= To do =
Reproduce the records below with every occurrence of "rock" replaced by "boulder" and everything else left as it stands. Omit the pictures from your answer.

= The records =
━━━━━━━━━━━━━━━━━━━━

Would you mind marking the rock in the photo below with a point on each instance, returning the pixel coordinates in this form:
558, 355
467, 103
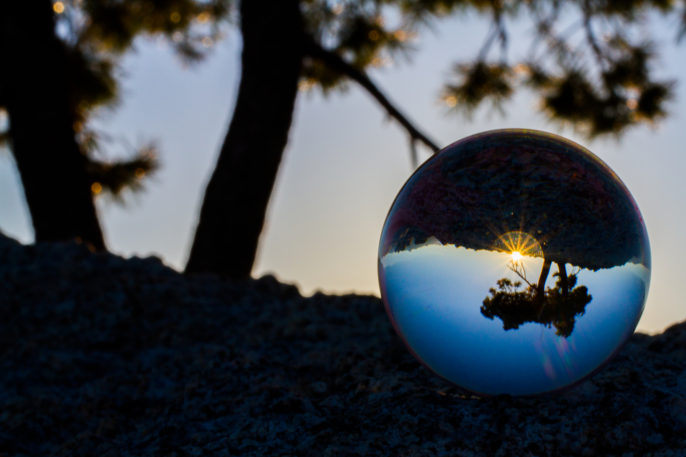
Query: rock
105, 356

━━━━━━━━━━━━━━━━━━━━

= Written solution =
Would you mind marking the boulder in the photo below with a point on each instance, returning the pixel coordinates in this form:
558, 355
467, 103
Query: boulder
105, 356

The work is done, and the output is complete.